## Source text:
= Kenneth Dyson =

British academic

Kenneth Dyson, FRSA, FAcSS, FLSW, FBA, is a British academic specialising in politics. He is a Distinguished Research Professor at the School of European Studies at Cardiff University, having previously been Professor of European Studies and Co-Director of the European Briefing Unit at the University of Bradford.

== Career and research ==
In 1982, Dyson was appointed Professor of European Studies at Bradford University, he held this post until 2002. Since 2004, he has worked at Cardiff University, from 2004 to 2015, he was Distinguished Research Professor in Cardiff University's School of European Studies. Since then, he has been a Visiting Research Professor at Cardiff University.

## Do this:
Repeat the part of the Kenneth Dyson text that begins at the words that include "Kenneth Dyson, FRSA, FAcSS, FLSW, FBA, is" and stops after "University of Bradford.".

Records of labeled boxes

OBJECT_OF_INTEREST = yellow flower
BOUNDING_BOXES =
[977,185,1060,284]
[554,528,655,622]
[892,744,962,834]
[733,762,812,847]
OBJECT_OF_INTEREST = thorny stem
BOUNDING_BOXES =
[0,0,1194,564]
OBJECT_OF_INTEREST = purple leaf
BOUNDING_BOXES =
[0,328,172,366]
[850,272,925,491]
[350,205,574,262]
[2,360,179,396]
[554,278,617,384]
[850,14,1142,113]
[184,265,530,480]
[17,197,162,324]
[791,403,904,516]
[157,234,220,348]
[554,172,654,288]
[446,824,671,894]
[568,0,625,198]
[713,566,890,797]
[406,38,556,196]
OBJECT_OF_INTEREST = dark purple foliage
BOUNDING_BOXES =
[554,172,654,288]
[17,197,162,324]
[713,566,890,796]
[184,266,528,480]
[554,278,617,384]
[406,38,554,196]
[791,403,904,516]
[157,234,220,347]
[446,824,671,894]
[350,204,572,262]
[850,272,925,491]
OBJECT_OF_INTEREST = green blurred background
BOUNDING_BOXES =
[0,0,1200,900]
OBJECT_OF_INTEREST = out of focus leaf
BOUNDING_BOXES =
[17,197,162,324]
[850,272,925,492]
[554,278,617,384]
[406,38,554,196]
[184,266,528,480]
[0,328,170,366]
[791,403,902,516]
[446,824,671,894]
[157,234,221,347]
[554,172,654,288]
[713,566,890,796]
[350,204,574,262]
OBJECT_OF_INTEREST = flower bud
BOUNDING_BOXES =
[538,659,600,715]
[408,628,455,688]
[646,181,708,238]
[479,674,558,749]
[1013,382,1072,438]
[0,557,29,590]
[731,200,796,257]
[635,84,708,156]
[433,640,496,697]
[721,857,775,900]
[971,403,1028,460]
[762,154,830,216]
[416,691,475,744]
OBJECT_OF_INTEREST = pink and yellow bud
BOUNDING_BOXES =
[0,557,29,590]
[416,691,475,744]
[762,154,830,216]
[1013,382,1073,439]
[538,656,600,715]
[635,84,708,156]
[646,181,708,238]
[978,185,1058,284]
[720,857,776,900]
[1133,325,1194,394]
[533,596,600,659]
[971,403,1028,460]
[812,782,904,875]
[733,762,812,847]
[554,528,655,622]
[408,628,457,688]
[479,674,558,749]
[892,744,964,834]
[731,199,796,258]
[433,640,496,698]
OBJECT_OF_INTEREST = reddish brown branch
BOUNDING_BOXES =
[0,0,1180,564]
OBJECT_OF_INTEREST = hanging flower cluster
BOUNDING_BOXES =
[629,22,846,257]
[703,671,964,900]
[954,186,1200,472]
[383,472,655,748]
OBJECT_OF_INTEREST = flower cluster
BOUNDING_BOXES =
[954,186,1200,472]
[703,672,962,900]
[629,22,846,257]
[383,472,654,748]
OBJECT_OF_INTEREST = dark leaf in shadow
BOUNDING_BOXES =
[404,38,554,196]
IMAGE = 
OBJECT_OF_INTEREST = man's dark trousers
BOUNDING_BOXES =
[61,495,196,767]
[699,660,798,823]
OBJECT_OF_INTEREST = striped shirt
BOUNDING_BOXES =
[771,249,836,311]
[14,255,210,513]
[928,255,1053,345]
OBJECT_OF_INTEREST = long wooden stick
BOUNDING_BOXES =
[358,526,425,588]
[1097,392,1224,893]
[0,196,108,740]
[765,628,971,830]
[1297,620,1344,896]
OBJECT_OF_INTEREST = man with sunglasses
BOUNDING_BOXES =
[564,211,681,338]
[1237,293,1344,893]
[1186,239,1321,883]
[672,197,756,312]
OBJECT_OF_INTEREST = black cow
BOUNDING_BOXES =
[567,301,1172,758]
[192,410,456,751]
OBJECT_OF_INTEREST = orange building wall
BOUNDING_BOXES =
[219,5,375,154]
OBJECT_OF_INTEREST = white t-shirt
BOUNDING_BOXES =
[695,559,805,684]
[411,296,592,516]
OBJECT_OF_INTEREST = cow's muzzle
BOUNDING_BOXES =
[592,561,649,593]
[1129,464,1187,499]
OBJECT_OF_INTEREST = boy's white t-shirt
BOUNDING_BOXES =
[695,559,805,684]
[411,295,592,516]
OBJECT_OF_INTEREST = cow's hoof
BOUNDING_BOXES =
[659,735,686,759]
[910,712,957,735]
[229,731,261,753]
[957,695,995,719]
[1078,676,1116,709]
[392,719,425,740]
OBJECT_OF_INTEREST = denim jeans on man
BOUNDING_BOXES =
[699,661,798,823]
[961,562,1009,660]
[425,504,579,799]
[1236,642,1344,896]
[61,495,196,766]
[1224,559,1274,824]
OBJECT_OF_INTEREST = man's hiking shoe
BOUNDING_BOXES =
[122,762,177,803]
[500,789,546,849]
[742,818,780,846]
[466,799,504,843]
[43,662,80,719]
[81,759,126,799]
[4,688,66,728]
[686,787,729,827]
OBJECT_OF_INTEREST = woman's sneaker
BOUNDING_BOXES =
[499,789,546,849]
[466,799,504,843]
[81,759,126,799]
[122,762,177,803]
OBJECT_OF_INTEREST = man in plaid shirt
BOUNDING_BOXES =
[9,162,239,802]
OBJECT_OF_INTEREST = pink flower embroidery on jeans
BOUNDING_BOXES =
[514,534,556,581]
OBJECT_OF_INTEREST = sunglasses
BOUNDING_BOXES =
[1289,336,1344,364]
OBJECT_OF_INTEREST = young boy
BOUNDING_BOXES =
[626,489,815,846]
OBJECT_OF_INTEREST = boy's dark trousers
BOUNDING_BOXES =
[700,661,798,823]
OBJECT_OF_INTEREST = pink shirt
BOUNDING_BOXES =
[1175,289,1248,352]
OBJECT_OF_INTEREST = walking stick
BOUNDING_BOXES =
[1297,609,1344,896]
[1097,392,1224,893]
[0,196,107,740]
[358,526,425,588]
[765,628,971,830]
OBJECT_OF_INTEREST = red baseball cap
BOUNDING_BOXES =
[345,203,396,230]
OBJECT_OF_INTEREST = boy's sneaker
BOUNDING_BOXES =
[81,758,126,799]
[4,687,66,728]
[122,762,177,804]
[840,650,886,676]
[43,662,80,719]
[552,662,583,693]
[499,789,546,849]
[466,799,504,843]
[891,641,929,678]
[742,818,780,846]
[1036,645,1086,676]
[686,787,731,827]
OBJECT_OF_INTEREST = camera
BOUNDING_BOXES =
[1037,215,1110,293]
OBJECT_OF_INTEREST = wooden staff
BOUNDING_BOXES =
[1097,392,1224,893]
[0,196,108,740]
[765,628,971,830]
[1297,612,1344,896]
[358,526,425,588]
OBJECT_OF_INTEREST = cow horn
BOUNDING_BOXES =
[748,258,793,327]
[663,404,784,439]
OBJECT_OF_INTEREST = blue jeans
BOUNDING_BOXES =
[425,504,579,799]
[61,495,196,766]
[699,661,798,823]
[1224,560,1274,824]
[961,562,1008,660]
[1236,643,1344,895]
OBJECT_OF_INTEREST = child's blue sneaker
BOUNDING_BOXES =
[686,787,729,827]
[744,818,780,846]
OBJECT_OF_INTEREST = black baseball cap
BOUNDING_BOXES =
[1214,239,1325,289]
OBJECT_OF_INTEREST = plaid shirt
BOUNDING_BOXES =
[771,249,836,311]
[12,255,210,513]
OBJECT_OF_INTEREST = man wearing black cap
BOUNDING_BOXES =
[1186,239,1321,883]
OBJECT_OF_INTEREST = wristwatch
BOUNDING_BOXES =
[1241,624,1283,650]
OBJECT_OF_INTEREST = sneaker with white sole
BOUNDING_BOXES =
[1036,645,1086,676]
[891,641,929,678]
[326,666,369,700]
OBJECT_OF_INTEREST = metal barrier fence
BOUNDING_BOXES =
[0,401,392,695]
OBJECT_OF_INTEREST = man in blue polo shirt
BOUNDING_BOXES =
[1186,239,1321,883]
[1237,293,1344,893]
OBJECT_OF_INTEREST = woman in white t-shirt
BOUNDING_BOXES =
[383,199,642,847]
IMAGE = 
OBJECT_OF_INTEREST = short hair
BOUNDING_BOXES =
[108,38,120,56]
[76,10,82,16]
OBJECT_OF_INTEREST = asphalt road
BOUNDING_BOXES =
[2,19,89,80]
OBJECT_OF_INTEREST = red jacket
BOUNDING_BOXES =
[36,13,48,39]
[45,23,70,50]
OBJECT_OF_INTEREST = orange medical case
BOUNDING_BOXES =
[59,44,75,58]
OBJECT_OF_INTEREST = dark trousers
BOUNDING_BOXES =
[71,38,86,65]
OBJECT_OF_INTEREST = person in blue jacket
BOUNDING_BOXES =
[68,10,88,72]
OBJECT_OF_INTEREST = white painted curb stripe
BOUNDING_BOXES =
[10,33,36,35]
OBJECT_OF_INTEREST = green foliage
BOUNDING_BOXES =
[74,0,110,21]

## Exercise result:
Kenneth Dyson, FRSA, FAcSS, FLSW, FBA, is a British academic specialising in politics. He is a Distinguished Research Professor at the School of European Studies at Cardiff University, having previously been Professor of European Studies and Co-Director of the European Briefing Unit at the University of Bradford.